WORK REQUIRED:
Output the entries as a JSON list of strings with one string per line, omitting blank lines. Start at the line containing "Please put a dot on every instance of the clear" and continue through the line containing "Please put a dot on every instance of the ladder".

Point labeling dataset excerpts
—————

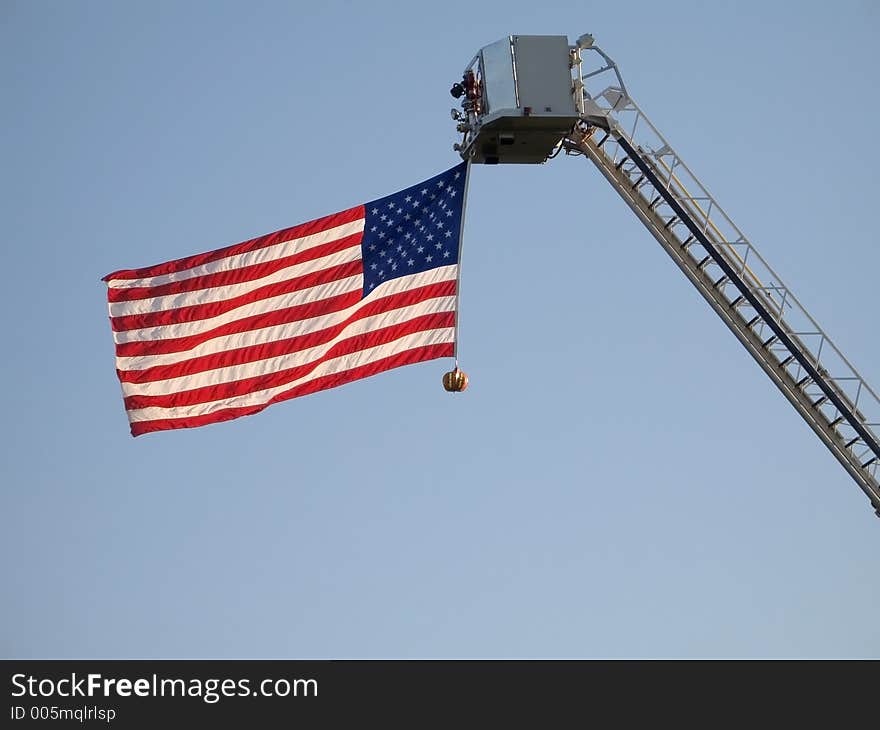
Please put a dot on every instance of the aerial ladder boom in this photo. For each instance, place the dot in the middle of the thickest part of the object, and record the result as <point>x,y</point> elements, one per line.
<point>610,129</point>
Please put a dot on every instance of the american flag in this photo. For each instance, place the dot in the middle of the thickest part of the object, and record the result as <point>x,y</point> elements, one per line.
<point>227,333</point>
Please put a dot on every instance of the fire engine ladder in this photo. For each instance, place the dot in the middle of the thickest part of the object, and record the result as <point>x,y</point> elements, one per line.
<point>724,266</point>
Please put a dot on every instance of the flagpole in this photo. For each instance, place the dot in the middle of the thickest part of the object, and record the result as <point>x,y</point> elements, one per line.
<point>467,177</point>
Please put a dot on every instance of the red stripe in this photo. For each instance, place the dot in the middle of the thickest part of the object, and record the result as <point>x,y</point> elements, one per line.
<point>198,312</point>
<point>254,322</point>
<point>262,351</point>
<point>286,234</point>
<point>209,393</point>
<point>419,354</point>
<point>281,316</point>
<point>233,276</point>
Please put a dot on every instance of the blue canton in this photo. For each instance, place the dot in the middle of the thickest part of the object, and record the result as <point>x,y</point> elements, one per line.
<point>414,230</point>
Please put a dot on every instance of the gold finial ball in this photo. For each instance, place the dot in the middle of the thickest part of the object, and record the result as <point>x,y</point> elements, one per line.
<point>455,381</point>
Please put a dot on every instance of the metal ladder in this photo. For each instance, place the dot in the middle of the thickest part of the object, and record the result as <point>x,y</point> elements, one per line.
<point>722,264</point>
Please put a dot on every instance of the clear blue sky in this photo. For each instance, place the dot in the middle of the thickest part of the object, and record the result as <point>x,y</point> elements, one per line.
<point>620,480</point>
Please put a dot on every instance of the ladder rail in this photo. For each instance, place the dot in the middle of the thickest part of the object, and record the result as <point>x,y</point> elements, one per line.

—————

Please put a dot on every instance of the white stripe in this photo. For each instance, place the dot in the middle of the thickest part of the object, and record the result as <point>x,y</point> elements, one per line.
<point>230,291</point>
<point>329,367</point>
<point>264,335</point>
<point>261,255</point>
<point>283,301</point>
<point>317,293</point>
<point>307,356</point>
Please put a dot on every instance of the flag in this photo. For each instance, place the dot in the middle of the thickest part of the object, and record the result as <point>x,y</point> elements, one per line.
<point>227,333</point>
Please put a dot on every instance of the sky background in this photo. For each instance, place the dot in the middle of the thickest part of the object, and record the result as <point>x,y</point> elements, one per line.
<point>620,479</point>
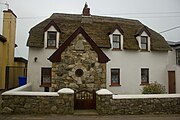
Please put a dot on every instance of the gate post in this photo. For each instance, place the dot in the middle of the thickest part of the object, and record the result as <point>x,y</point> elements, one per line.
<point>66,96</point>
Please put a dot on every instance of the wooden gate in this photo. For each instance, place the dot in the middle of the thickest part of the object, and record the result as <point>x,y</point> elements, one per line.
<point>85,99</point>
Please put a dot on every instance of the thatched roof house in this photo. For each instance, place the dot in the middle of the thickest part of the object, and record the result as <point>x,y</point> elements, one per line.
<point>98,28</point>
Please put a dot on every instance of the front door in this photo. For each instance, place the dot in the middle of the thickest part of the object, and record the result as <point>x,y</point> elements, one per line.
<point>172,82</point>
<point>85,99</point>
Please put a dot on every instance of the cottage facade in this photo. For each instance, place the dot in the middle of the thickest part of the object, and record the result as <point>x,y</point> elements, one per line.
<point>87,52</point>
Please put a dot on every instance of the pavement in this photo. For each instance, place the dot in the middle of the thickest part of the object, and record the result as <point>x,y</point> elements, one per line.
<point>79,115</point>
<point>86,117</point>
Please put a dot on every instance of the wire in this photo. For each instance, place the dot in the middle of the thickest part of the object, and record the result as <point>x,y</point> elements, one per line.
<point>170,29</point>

—————

EXERCISE SOLUTION:
[
  "Please put a dot on every instance of the clear blue sky in this photo. For each instance, place the dot in the middle of the thickest part of the object, and record the result as <point>x,y</point> elements, one per line.",
  "<point>620,480</point>",
  "Please put a dot on every instance of the ladder rail in this photo. For each instance, place the dot in the middle of the thickest part of the object, and record the result as <point>x,y</point> elements, one per line."
]